───── PROVIDED RECORDS

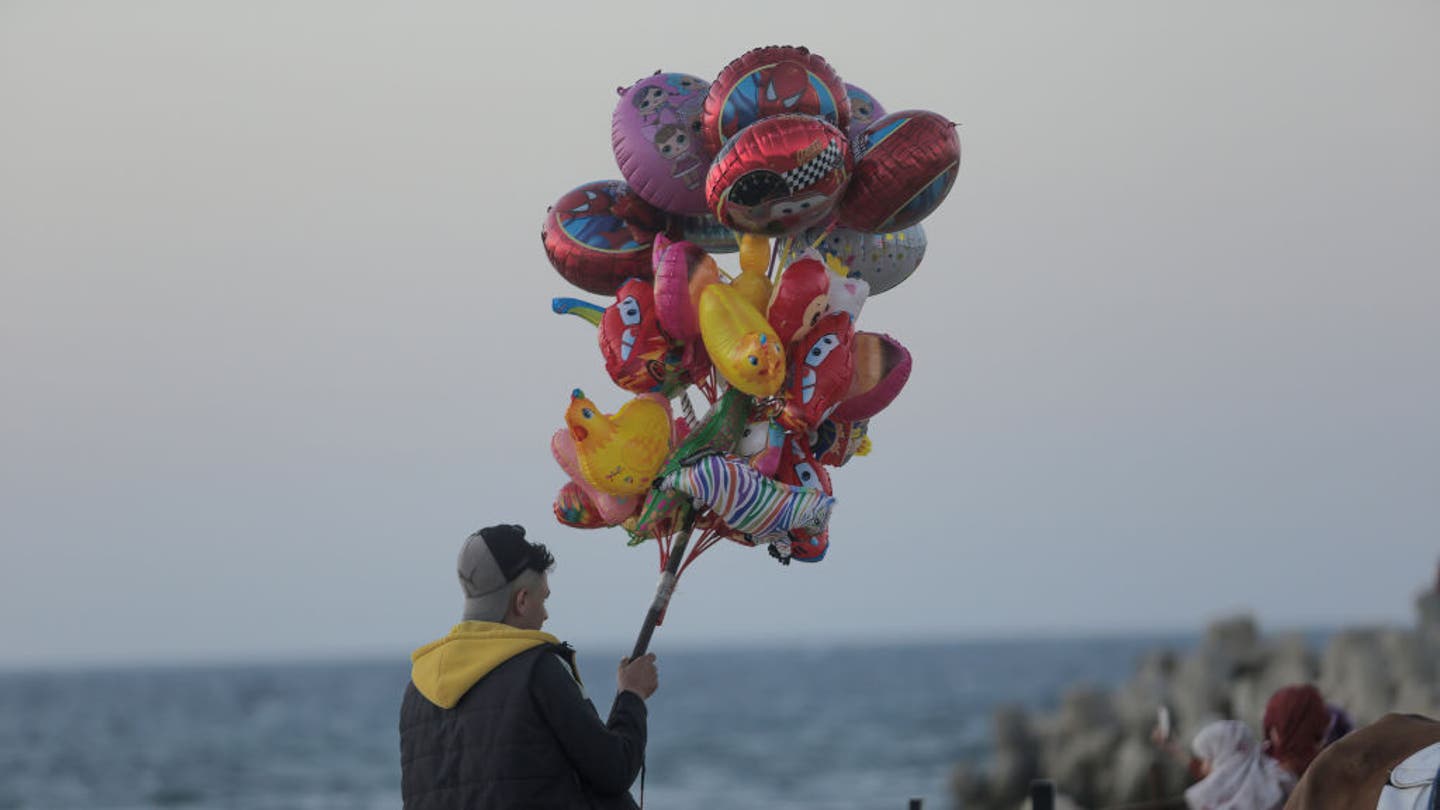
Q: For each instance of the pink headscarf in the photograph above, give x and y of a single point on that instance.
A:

──────────
───── PROVIDED RECORDS

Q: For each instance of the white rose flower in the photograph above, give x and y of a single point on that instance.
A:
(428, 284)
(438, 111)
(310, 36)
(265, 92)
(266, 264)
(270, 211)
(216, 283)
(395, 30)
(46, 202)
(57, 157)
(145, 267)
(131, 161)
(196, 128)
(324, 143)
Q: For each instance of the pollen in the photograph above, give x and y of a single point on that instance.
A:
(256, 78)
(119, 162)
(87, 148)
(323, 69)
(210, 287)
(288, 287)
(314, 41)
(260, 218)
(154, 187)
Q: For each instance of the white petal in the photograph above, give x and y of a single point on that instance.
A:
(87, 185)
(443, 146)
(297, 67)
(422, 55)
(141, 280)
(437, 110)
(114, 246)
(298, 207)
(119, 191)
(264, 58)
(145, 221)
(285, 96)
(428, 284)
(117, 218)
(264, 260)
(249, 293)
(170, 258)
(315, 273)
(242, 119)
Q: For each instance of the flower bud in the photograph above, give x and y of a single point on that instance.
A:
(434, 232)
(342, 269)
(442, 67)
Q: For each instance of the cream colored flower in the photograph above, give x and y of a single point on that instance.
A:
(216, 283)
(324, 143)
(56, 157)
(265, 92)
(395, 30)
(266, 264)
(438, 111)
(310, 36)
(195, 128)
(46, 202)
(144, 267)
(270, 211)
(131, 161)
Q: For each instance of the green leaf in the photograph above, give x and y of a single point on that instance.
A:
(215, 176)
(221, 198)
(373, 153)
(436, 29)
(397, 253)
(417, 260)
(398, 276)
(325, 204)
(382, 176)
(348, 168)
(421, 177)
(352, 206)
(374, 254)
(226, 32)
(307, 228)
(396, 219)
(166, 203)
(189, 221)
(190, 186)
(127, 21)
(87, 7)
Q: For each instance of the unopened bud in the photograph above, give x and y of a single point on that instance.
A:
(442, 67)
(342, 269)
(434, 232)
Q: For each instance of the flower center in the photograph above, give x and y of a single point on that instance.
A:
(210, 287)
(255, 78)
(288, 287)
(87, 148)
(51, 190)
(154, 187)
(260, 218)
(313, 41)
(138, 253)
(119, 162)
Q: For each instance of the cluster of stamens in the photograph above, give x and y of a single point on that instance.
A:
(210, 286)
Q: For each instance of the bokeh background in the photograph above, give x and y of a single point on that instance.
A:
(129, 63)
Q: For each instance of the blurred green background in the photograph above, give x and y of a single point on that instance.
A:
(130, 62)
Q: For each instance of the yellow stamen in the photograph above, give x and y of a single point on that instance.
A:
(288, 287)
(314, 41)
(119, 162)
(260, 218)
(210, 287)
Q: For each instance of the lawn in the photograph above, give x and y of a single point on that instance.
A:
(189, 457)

──────────
───── PROVIDED RECORDS

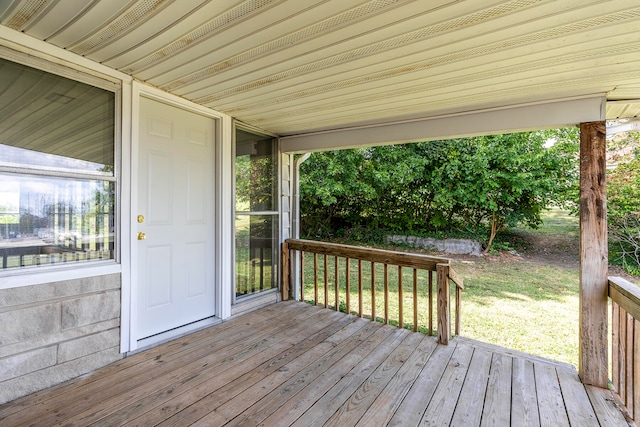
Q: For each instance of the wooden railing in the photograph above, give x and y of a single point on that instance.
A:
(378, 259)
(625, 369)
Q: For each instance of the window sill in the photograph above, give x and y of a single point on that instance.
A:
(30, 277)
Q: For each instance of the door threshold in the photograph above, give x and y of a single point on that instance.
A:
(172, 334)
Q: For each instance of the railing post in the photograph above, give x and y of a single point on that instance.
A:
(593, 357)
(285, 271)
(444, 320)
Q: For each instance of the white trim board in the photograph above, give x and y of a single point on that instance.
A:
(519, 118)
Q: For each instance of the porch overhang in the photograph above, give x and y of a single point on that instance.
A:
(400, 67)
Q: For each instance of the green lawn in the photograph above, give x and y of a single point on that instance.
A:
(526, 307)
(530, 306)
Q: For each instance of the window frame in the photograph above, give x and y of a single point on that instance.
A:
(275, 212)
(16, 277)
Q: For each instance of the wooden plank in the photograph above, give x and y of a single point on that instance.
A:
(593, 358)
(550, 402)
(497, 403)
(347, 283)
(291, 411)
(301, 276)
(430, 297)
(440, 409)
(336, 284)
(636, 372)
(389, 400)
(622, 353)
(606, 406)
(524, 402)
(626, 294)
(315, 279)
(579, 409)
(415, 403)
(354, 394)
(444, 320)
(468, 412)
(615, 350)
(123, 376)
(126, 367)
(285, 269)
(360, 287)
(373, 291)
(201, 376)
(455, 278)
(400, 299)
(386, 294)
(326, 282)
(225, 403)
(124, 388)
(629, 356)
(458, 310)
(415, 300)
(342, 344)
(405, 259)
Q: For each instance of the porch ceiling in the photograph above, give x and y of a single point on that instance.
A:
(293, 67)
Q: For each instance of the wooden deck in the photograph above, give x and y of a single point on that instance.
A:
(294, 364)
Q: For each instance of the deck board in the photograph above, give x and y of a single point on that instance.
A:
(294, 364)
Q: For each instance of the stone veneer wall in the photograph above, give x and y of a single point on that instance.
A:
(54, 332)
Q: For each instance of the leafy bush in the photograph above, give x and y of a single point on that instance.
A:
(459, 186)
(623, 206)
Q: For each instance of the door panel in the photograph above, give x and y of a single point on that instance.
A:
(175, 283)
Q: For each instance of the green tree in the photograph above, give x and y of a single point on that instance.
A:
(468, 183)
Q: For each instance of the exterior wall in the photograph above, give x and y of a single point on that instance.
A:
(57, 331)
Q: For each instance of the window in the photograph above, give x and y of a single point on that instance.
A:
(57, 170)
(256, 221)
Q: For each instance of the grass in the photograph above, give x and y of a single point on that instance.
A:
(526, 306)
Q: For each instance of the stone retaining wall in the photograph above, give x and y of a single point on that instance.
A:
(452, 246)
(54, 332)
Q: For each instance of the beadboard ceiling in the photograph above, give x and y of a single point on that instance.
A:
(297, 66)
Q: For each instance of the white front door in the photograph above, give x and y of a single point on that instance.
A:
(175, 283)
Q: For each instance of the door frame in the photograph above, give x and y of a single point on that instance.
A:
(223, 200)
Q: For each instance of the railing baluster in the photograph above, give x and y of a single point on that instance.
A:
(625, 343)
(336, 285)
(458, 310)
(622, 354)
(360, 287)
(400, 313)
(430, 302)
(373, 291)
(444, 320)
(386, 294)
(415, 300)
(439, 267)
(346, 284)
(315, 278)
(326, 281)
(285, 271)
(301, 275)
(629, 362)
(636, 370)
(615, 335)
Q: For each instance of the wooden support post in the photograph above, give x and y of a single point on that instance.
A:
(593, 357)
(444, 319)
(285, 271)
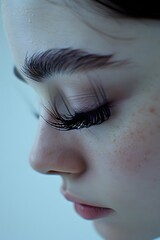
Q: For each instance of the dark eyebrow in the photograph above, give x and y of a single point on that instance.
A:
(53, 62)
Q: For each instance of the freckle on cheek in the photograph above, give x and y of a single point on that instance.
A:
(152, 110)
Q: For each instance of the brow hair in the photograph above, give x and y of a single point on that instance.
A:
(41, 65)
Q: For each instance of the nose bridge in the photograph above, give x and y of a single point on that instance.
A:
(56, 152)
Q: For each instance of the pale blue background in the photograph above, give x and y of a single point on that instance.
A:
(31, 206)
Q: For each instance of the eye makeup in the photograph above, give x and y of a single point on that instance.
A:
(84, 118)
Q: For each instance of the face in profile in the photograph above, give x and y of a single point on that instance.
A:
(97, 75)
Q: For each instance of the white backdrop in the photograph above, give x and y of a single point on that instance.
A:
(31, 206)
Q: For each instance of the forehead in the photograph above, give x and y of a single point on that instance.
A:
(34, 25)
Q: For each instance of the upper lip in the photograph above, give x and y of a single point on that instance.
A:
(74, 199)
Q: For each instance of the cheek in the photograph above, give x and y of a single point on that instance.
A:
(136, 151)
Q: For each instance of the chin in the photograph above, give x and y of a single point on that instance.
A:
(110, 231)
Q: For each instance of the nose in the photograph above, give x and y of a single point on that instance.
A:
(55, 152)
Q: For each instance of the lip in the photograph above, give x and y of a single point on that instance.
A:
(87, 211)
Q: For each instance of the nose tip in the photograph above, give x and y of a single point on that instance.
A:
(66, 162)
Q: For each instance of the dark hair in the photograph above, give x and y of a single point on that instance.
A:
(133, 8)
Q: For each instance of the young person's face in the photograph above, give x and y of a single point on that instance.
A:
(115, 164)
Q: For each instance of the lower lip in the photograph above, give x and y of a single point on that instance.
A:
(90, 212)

──────────

• **PROMPT**: Your reply should be a single number: how many lines in the listing above include the string "white".

• **RESPONSE**: 5